Task input:
════
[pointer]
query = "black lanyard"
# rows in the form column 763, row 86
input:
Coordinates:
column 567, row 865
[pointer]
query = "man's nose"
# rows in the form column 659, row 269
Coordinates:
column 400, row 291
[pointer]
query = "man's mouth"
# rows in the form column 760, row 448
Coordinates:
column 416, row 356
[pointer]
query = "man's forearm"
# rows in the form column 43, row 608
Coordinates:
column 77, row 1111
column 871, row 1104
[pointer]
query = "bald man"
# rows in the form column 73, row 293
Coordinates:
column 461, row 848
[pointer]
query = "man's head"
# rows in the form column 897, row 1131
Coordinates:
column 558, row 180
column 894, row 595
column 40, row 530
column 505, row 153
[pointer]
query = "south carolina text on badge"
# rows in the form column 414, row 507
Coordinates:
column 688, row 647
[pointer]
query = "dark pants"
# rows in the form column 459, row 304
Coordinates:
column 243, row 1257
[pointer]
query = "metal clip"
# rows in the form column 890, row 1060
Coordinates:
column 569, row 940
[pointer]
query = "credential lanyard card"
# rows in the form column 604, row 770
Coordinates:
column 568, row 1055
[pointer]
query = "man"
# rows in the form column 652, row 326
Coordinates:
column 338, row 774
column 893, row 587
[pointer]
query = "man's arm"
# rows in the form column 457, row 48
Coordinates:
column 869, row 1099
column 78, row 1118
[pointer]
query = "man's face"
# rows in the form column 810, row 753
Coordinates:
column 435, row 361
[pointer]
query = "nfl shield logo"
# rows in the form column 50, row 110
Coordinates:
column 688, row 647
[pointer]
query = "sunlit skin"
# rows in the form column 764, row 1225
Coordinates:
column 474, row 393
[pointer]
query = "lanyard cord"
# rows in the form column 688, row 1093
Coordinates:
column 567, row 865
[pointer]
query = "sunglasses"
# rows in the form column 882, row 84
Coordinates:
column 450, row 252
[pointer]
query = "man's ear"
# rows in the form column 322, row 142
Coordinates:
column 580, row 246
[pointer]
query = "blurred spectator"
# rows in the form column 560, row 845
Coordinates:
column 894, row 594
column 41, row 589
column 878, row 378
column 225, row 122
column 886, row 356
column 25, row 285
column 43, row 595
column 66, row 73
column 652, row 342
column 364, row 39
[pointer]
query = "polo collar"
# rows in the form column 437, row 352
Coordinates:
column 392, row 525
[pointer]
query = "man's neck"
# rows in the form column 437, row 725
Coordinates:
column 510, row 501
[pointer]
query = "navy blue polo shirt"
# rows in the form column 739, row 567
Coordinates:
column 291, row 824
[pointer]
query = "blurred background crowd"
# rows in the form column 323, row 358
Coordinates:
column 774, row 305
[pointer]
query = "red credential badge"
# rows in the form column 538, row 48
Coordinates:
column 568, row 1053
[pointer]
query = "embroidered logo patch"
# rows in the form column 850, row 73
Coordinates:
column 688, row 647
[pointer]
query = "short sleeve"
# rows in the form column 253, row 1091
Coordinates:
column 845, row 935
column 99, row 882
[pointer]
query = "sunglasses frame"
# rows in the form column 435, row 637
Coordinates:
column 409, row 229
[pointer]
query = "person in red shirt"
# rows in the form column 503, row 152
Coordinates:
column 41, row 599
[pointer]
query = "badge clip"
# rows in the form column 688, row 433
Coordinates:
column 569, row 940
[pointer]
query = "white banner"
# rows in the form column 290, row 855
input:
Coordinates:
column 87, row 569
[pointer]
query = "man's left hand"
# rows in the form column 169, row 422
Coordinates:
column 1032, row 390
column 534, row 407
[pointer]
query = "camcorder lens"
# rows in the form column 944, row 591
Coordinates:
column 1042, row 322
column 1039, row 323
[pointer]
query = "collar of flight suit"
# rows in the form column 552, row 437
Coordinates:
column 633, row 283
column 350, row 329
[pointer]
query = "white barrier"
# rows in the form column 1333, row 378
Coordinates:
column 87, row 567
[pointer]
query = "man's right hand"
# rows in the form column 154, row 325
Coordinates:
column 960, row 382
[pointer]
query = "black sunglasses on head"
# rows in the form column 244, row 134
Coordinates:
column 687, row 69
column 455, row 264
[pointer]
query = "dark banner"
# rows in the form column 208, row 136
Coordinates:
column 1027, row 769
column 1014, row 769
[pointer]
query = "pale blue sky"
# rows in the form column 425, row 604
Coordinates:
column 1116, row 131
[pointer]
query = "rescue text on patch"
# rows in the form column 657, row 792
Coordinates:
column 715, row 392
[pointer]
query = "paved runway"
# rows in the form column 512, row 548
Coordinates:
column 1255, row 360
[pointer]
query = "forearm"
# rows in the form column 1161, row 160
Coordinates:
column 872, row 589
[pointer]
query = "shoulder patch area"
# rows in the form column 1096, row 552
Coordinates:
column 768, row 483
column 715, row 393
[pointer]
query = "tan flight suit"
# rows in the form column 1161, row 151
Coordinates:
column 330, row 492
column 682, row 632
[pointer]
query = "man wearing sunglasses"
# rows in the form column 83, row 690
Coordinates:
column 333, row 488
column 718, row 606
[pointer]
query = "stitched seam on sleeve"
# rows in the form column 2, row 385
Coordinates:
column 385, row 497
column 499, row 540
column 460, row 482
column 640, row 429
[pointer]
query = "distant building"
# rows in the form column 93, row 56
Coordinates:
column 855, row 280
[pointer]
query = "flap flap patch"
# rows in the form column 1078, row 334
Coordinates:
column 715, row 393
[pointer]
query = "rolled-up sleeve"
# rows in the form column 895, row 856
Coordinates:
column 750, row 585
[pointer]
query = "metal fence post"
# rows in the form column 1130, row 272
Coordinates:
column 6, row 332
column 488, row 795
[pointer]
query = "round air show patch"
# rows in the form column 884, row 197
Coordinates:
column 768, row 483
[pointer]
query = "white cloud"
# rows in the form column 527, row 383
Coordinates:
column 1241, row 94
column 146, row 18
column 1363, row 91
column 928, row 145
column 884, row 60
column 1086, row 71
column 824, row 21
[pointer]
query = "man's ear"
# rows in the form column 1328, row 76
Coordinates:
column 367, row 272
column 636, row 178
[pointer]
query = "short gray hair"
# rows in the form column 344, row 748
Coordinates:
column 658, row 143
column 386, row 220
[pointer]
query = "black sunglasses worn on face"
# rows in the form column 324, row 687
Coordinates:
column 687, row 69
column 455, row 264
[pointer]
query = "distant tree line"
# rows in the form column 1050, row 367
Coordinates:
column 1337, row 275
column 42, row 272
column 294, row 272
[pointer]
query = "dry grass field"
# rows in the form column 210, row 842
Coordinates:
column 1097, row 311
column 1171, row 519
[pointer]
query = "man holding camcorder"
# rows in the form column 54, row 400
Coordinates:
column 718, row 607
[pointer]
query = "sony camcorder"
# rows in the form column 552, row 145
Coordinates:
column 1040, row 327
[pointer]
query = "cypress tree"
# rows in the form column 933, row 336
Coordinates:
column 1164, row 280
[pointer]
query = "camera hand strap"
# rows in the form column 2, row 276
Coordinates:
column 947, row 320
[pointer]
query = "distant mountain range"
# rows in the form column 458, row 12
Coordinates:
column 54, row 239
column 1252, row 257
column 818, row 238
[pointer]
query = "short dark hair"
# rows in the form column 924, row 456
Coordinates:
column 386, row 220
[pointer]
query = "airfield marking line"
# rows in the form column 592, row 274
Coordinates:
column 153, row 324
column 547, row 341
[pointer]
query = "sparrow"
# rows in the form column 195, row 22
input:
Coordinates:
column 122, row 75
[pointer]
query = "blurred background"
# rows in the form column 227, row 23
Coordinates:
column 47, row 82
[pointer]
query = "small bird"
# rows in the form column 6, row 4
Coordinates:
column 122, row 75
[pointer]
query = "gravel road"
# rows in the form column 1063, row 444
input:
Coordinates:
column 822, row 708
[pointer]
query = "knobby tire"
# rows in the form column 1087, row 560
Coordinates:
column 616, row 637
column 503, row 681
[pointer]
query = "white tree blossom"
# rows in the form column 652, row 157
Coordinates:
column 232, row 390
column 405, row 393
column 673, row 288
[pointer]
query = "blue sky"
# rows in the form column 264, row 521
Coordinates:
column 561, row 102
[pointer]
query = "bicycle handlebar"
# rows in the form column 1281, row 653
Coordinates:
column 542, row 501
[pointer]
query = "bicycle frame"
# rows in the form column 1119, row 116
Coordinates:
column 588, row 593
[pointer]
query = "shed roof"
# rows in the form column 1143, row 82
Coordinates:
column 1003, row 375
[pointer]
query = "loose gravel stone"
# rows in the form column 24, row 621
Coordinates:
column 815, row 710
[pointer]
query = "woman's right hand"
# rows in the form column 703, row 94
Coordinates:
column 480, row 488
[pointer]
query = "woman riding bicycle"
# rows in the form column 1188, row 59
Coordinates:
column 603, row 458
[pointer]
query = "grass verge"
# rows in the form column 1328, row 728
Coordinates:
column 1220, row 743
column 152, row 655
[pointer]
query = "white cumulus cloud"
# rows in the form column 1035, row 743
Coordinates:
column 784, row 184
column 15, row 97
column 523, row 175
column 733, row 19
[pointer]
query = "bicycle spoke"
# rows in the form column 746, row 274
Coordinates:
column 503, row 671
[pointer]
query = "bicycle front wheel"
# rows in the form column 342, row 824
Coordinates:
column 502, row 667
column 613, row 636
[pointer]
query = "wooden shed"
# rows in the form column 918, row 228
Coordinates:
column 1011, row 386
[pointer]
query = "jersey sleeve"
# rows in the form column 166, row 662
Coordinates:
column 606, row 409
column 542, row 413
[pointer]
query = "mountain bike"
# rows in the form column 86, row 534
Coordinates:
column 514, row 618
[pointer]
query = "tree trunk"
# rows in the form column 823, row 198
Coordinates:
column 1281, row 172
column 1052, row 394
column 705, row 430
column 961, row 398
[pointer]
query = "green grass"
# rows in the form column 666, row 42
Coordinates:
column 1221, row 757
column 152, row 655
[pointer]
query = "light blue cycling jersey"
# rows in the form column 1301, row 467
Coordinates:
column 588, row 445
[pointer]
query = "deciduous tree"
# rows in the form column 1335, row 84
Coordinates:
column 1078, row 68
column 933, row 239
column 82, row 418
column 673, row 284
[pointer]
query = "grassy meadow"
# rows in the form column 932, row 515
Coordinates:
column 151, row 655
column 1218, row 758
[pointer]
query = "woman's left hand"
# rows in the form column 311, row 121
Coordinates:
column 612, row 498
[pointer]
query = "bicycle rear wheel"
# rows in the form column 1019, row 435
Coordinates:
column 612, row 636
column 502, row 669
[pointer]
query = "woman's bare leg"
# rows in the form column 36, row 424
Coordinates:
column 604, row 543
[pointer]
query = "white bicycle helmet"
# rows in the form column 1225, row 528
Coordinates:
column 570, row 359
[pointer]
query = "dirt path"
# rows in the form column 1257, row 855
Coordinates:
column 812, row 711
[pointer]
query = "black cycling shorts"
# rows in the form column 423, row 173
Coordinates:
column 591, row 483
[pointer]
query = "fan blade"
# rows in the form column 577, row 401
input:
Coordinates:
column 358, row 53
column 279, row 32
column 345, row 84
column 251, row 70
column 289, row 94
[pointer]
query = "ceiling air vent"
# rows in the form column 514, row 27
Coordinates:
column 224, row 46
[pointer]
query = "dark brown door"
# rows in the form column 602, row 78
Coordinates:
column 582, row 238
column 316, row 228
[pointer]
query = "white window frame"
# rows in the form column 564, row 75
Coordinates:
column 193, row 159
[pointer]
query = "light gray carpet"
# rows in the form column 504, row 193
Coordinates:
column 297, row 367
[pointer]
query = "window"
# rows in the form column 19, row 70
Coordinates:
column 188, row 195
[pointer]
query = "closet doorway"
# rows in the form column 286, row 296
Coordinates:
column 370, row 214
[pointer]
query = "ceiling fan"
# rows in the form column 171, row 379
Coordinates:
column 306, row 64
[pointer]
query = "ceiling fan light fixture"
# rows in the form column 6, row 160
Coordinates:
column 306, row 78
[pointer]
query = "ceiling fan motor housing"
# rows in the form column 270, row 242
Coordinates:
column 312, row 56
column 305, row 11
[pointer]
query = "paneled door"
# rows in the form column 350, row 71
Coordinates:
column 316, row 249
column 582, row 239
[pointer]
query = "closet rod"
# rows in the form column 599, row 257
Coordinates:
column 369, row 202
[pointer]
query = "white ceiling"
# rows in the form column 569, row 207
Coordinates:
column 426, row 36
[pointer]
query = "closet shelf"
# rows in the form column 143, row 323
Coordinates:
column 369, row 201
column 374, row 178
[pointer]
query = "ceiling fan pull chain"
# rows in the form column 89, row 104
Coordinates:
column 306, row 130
════
Do this: Please arrange the lines of the items as a numbered list, starting at the first line and ending at the line that contains "column 893, row 587", with both of those lines included. Leave out any blank lines.

Problem solution:
1. [pointer]
2. query = "black lanyard"
3. # rows in the form column 763, row 86
4. input:
5. Coordinates:
6. column 567, row 865
7. [pointer]
8. query = "man's nose"
9. # rows in the form column 659, row 269
10. Coordinates:
11. column 400, row 291
12. [pointer]
13. query = "man's mouth"
14. # rows in the form column 760, row 448
15. Coordinates:
16. column 416, row 356
17. [pointer]
18. query = "man's forearm"
19. # rows in the form column 43, row 608
20. Coordinates:
21. column 77, row 1111
22. column 871, row 1104
23. [pointer]
24. query = "bald man"
25. # rows in the form column 73, row 293
26. Coordinates:
27. column 461, row 848
28. [pointer]
29. query = "man's head"
30. # rows in the form column 897, row 1131
31. Coordinates:
32. column 558, row 180
33. column 894, row 595
34. column 40, row 530
35. column 505, row 153
36. [pointer]
37. query = "south carolina text on badge"
38. # rows in the form column 414, row 507
39. Coordinates:
40. column 688, row 647
41. [pointer]
42. query = "dark pants"
43. # rows in the form column 459, row 304
44. Coordinates:
45. column 243, row 1257
46. [pointer]
47. query = "metal clip"
48. # rows in the form column 890, row 1060
49. Coordinates:
50. column 569, row 940
51. [pointer]
52. query = "credential lanyard card"
53. # rows in the form column 604, row 770
54. Coordinates:
55. column 568, row 1055
56. [pointer]
57. query = "man"
58. # rows in the form column 652, row 326
59. Coordinates:
60. column 338, row 774
61. column 893, row 587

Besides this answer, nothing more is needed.